--- Start Dataset extract ---

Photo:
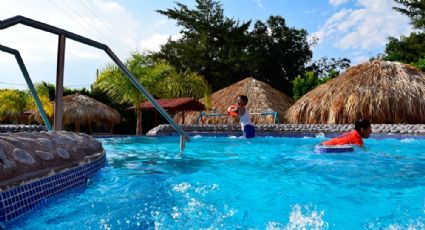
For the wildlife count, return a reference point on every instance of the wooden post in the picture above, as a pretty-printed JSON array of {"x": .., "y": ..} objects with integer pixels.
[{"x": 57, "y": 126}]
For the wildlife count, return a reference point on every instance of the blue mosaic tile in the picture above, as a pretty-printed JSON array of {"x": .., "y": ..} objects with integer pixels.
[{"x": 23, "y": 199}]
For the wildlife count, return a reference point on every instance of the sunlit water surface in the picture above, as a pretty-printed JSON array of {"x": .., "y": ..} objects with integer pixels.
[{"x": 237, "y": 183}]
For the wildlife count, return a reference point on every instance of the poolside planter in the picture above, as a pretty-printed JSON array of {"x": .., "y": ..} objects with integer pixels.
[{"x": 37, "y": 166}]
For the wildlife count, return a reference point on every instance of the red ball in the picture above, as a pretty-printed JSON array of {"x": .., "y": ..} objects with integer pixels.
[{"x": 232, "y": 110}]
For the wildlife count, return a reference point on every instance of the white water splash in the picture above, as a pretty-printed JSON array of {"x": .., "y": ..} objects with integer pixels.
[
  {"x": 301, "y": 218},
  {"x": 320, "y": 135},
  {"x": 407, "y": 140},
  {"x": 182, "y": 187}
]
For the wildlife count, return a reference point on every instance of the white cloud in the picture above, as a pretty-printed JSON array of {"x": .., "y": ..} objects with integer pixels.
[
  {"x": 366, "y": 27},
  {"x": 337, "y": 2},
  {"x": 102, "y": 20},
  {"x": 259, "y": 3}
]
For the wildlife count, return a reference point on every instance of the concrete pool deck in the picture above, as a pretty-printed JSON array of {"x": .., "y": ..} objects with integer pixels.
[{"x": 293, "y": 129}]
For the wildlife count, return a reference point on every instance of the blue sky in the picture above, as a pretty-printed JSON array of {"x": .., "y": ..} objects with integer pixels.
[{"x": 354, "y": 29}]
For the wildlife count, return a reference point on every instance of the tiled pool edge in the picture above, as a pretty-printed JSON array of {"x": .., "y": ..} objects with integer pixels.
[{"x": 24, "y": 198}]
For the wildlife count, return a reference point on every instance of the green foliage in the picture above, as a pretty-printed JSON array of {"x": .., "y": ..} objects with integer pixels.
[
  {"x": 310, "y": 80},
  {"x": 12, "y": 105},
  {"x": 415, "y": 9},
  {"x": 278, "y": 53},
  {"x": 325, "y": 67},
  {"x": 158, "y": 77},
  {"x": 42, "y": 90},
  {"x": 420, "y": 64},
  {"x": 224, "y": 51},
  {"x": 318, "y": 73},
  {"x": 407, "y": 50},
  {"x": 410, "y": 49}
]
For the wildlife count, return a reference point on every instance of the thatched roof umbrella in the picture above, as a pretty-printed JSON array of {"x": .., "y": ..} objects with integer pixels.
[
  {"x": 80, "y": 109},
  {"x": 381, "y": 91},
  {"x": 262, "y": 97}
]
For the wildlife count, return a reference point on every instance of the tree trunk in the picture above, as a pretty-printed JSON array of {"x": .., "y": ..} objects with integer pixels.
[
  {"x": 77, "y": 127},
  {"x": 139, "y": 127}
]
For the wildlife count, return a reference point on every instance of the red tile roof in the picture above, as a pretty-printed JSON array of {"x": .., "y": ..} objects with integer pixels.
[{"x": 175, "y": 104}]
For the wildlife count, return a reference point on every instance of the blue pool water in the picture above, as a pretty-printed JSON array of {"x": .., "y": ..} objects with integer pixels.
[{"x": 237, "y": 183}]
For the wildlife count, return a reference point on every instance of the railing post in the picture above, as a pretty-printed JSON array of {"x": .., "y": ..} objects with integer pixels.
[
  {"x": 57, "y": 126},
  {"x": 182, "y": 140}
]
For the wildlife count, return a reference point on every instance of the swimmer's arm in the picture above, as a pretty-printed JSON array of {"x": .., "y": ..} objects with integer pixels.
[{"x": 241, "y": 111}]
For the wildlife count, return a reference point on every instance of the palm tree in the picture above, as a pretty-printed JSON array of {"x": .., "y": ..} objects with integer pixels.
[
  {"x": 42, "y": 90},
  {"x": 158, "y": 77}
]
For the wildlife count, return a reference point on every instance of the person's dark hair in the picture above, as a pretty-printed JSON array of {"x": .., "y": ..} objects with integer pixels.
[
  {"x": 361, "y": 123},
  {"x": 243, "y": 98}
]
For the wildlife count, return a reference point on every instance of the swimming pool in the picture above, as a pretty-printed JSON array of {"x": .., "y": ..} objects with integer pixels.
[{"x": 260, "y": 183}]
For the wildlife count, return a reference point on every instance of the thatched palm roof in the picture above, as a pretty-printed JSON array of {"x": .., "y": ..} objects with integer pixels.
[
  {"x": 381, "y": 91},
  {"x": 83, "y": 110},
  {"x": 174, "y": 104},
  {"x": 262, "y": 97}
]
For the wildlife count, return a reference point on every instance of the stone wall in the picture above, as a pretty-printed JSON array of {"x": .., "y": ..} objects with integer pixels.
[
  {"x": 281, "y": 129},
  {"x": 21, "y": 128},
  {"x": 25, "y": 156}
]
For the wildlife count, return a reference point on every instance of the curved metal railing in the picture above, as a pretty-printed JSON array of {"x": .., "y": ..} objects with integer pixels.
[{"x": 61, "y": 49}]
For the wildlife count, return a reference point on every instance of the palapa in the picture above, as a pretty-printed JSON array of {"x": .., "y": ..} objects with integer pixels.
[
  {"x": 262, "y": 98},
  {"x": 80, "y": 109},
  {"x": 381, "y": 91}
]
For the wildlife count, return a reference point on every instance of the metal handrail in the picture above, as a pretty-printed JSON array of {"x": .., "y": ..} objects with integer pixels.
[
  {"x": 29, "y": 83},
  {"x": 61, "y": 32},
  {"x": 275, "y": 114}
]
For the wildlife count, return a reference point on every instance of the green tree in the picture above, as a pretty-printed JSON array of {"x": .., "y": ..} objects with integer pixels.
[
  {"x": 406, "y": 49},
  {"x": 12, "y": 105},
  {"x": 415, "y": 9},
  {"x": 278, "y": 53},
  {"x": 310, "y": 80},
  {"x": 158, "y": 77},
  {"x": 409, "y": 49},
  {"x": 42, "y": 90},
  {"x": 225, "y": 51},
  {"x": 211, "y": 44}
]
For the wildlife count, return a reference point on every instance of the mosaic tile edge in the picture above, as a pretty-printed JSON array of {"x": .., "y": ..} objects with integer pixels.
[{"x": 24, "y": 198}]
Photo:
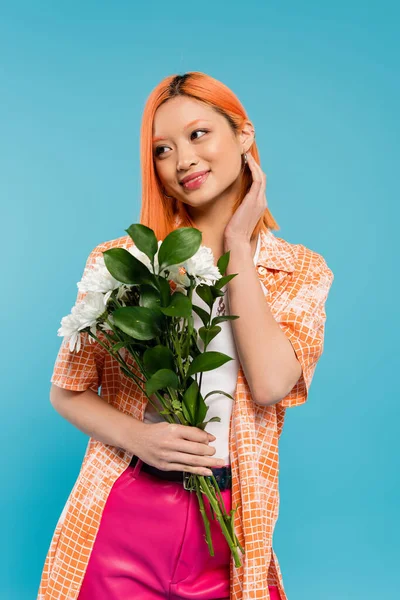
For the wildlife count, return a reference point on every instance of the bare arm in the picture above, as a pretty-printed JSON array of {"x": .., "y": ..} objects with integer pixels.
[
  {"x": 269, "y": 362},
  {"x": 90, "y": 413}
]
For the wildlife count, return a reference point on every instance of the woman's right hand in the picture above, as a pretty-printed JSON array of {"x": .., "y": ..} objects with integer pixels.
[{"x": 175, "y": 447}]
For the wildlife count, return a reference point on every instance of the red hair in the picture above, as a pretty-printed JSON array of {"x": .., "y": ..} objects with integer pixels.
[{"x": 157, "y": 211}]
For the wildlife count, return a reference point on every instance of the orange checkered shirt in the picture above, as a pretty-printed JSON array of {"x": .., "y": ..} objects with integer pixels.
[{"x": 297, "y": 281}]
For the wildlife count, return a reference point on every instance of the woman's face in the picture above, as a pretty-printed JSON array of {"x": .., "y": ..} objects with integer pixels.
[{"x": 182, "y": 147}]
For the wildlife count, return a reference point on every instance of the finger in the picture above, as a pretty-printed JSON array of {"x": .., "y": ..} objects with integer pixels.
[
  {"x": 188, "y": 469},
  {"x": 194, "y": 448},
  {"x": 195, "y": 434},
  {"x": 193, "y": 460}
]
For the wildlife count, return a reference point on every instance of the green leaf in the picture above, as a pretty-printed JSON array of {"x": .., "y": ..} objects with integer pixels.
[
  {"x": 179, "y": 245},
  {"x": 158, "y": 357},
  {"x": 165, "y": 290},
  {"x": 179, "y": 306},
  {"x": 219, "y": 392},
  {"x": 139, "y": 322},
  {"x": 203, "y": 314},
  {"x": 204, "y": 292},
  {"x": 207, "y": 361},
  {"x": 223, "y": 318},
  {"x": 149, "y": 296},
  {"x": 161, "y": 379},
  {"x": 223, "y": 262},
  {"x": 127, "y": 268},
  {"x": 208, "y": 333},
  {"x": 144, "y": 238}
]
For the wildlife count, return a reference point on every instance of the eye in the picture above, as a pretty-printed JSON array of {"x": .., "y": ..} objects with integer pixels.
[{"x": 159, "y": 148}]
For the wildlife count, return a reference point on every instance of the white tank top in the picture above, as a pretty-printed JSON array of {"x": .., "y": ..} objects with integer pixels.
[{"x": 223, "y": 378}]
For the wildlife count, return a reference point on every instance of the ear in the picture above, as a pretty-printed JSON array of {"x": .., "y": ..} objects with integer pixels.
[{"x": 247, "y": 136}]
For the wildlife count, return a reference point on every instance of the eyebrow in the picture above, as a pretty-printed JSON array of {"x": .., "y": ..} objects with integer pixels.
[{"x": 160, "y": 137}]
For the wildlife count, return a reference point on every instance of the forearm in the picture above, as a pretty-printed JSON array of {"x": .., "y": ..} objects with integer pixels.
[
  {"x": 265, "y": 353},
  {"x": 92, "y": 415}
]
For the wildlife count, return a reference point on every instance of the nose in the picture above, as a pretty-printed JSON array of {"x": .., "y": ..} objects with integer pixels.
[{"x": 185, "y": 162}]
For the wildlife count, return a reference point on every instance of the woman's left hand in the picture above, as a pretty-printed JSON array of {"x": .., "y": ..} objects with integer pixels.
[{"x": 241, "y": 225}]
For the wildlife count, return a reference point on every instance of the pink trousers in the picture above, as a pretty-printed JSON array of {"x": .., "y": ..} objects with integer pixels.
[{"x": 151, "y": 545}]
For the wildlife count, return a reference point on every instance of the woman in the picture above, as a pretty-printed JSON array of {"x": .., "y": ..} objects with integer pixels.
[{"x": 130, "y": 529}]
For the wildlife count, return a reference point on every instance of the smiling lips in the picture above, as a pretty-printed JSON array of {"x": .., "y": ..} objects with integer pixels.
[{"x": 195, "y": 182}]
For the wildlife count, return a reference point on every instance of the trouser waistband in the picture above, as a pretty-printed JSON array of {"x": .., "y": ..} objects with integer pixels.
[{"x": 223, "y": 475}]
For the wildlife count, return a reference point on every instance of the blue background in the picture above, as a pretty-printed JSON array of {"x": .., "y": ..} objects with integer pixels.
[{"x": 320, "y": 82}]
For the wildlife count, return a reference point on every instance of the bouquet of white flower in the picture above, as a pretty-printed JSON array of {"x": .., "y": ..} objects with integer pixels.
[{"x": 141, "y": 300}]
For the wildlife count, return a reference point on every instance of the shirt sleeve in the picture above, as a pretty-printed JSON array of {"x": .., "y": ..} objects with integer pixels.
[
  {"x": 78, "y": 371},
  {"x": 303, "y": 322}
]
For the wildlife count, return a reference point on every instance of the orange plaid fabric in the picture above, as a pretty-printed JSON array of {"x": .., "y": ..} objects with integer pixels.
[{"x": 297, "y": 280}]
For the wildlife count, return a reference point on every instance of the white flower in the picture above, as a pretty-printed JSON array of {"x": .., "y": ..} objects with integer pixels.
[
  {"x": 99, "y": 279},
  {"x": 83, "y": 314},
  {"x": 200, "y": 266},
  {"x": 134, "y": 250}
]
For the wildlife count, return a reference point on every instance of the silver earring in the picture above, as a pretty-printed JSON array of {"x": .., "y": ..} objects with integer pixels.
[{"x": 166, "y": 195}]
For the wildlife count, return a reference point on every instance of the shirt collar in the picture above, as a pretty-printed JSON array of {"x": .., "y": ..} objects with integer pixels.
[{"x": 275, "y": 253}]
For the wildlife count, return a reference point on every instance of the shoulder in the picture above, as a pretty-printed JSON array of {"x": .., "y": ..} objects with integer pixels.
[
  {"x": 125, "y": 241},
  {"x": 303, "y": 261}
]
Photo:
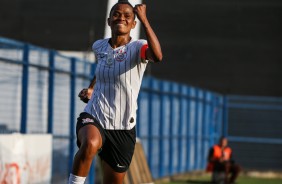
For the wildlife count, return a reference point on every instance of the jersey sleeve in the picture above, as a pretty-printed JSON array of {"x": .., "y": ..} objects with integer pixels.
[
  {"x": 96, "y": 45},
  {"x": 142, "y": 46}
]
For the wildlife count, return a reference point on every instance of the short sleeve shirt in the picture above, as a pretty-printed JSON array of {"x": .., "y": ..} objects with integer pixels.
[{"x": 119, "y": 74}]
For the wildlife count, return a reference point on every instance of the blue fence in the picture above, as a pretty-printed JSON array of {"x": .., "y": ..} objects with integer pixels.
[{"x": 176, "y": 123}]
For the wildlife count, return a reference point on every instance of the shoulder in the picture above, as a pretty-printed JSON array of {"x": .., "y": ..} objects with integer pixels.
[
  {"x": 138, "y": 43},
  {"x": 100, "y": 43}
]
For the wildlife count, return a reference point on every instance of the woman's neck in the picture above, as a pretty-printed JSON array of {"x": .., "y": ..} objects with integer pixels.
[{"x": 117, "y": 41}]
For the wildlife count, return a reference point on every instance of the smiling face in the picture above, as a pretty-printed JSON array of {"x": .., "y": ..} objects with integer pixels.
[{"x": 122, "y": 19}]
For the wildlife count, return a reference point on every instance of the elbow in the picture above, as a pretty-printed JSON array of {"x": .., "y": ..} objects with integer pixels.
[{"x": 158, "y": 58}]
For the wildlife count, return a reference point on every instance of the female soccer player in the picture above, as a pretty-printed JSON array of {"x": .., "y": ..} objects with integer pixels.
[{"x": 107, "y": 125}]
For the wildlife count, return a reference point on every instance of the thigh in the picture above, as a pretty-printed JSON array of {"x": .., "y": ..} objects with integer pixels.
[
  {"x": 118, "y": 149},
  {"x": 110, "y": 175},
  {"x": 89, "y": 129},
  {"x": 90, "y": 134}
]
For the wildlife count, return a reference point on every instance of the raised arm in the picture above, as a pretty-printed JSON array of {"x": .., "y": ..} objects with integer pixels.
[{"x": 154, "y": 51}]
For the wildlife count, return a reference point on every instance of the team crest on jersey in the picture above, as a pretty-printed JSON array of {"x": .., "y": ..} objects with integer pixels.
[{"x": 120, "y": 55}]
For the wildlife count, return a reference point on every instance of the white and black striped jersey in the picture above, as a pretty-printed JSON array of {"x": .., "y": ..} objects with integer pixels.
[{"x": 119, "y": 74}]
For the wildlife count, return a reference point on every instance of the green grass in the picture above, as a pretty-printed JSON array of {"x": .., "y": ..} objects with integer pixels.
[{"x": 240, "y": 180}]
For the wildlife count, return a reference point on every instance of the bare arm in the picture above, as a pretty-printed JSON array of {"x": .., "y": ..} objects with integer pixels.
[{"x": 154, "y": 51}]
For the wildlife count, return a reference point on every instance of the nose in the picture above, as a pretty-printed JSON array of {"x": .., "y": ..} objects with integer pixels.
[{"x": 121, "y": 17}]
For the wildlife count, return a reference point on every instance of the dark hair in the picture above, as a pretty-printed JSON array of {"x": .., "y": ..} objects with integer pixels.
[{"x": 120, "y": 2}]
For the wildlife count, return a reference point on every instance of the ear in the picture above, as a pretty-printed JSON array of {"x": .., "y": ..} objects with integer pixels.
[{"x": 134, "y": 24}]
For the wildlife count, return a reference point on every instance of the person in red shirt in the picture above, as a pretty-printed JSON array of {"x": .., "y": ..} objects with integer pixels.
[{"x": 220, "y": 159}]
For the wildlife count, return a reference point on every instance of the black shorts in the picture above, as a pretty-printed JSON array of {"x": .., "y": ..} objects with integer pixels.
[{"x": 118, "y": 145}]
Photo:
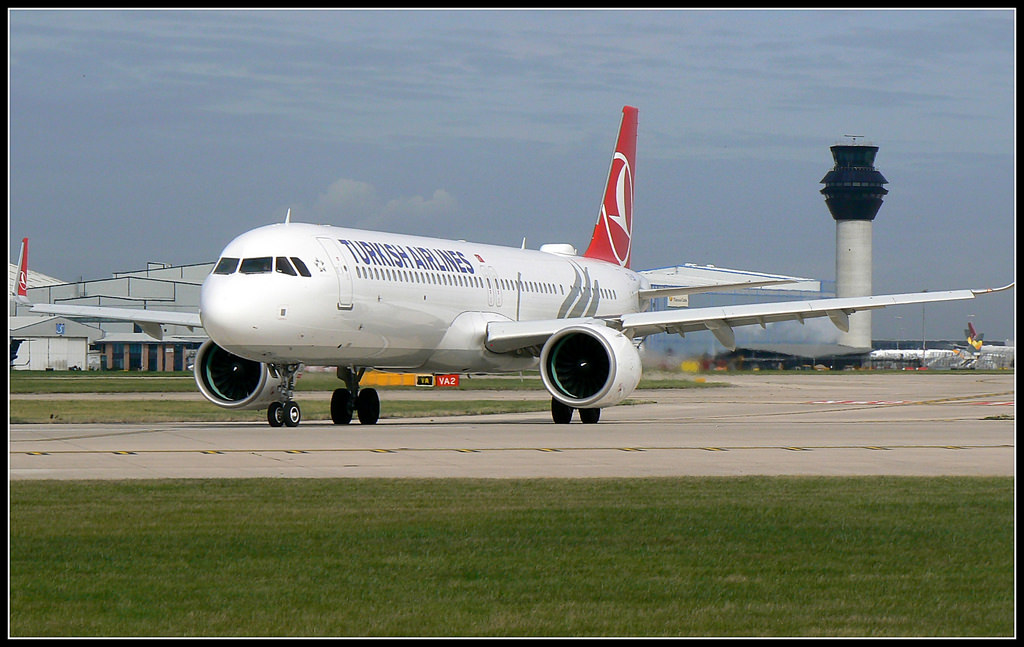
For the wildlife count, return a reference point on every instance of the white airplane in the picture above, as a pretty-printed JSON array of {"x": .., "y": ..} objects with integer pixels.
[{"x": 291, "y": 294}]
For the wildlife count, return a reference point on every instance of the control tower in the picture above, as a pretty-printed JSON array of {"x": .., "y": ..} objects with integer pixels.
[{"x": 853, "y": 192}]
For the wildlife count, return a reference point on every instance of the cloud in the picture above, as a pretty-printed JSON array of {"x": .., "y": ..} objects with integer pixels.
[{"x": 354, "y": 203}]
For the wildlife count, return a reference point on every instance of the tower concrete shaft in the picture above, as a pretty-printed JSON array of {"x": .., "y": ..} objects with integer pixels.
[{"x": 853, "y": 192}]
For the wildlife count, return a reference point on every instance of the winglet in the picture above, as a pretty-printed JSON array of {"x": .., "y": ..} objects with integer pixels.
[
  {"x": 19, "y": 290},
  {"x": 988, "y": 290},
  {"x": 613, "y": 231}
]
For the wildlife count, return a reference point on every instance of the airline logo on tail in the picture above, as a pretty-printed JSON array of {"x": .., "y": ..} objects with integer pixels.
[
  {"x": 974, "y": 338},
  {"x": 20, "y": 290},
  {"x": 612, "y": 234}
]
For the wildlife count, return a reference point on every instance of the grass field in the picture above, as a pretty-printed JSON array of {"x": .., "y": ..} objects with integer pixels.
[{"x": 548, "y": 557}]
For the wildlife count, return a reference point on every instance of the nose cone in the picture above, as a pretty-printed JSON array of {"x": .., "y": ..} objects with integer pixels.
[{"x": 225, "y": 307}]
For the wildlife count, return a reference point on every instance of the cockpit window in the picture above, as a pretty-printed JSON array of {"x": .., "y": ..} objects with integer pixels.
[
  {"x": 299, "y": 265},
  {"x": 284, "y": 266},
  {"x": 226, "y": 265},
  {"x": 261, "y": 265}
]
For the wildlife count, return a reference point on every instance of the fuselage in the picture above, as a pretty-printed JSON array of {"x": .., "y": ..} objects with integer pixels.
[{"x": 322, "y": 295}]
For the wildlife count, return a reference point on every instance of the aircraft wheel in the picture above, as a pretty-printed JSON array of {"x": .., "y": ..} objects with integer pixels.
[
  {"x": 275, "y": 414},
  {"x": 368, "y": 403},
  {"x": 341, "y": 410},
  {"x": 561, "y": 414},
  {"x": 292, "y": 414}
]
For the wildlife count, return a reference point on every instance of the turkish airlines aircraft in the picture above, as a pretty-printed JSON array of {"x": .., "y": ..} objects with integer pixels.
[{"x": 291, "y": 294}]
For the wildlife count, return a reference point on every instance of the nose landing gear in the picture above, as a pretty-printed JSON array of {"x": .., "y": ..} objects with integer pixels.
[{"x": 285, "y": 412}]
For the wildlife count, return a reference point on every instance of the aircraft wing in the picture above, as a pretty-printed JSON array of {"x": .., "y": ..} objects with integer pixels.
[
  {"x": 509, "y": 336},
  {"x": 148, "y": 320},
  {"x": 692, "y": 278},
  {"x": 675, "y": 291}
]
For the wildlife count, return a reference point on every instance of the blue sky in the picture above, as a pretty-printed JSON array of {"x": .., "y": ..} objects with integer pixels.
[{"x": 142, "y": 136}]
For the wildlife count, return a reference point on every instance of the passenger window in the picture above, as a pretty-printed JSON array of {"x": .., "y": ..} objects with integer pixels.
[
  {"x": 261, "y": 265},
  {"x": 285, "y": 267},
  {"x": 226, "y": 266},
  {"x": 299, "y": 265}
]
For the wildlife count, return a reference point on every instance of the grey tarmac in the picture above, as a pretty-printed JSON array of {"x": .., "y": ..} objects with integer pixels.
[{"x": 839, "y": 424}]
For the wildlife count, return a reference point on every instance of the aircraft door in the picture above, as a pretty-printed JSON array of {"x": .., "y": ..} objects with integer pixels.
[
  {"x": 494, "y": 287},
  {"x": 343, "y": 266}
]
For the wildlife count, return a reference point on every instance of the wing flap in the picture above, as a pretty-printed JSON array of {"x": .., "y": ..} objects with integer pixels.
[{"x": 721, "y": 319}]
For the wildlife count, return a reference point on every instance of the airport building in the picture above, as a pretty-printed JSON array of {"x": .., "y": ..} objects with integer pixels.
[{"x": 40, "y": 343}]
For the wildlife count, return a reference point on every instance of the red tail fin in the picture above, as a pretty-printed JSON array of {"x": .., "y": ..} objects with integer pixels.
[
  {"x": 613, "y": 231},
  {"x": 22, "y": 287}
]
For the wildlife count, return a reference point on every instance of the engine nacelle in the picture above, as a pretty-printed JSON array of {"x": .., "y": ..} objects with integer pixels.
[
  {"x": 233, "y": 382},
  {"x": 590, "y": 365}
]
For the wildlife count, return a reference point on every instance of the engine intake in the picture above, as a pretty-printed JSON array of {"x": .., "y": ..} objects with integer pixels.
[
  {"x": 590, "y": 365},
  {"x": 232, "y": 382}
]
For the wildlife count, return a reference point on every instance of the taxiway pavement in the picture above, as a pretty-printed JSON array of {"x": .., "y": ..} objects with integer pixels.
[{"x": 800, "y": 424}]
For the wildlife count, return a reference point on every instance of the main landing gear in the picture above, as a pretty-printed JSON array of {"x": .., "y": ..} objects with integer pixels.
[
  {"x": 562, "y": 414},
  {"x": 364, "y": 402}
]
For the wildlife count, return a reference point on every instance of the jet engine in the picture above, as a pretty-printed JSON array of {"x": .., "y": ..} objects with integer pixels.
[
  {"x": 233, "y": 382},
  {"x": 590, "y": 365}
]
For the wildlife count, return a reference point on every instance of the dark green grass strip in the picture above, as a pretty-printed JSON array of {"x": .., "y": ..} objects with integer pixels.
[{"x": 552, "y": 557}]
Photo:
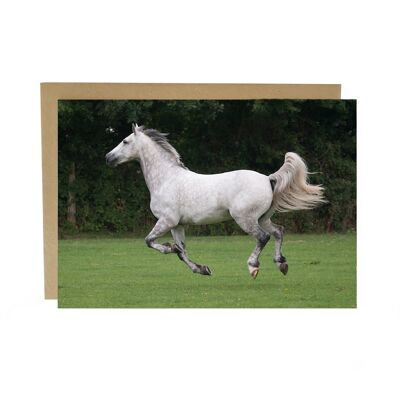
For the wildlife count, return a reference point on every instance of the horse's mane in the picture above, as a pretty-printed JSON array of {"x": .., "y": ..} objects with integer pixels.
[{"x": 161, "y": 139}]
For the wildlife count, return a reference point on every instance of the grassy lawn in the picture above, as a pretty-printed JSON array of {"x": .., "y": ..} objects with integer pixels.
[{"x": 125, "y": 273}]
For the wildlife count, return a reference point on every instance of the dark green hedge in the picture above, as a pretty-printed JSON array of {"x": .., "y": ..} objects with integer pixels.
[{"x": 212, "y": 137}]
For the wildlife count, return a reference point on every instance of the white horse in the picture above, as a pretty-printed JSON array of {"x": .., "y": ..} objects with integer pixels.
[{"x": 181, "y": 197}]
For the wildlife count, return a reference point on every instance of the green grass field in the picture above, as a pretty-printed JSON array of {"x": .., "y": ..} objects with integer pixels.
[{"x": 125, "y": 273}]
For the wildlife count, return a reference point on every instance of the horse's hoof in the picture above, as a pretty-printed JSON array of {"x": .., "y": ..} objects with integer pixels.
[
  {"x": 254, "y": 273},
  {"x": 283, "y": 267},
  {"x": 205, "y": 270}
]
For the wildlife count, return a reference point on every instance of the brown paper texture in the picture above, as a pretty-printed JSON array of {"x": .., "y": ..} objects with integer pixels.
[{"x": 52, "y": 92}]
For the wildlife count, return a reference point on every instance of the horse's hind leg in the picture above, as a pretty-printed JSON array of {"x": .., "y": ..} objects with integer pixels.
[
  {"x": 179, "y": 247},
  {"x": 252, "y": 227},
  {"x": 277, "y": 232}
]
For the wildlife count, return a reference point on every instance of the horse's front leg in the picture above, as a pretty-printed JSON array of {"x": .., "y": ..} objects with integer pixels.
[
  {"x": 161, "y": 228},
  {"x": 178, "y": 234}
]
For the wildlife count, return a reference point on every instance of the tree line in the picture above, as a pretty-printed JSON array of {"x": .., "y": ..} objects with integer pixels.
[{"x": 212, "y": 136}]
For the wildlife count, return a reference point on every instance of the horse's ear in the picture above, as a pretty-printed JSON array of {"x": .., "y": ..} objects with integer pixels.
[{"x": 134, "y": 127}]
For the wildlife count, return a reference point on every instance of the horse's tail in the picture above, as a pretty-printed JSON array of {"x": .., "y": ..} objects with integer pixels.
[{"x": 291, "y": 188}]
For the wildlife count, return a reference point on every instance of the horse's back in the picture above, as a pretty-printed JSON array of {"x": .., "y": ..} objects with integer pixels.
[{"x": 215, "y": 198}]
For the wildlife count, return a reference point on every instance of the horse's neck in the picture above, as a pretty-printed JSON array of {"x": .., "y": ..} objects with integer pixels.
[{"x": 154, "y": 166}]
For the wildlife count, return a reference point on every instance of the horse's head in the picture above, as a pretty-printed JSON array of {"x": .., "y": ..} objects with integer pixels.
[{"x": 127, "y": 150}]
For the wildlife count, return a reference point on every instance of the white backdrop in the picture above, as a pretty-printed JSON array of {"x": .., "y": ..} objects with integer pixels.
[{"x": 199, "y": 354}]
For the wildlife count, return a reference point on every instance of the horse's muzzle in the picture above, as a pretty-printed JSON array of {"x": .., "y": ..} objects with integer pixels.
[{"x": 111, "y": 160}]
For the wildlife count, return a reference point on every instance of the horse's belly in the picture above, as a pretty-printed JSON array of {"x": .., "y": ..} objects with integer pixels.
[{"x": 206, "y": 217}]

--- End Dataset extract ---

● Direction: Repeat only the lines from the one holding "the horse's neck" through the last line of the data.

● Output of the exercise:
For the wildlife count, return a reference point on every instance of the horse's neck in the picture above, as a pretty-printed JSON array of {"x": .., "y": ..} objects with integer pixels.
[{"x": 154, "y": 166}]
For the wildlife count, return a reference point on every instance of the horse's head in the picture above, as a pretty-printed JSON array of {"x": .., "y": ..} objects with integer pixels.
[{"x": 127, "y": 150}]
For the wildlife count, return a reference point on every instance of the white backdrop in the picture above, as a pretty-printed JSON array of {"x": .., "y": ..} objects with integer pixels.
[{"x": 199, "y": 354}]
For the wildlife count, return a reference point on every instance of the horse's muzzle in the picture above, as a pretty-printed JSON array of {"x": .., "y": ..} objects with integer pixels.
[{"x": 111, "y": 160}]
For the wildlife count, return a reference point on every instance of the horse's belly in the picture above, as a pretty-printed JSON array of {"x": .., "y": ..} objects with integer pixels.
[{"x": 206, "y": 217}]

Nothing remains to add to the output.